* BEGIN Records shown *

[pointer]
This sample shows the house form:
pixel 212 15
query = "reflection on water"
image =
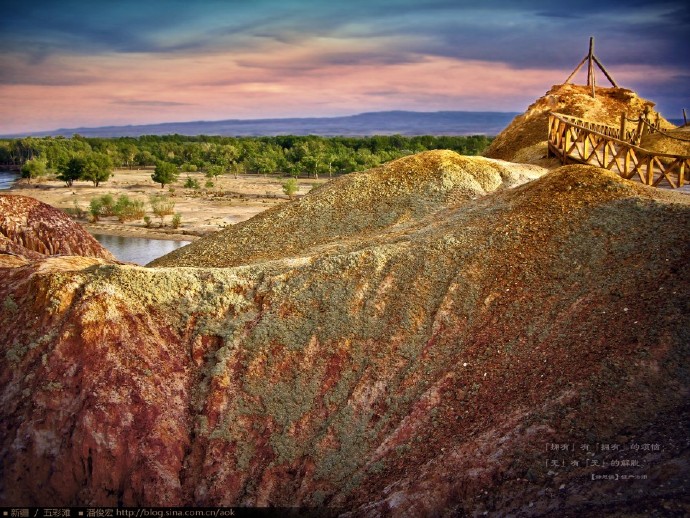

* END Records shown *

Copy each of the entries above word for word, leaving out the pictures.

■ **Response to the exercise**
[pointer]
This sample shows the house form:
pixel 212 15
query = "reflection on water"
image =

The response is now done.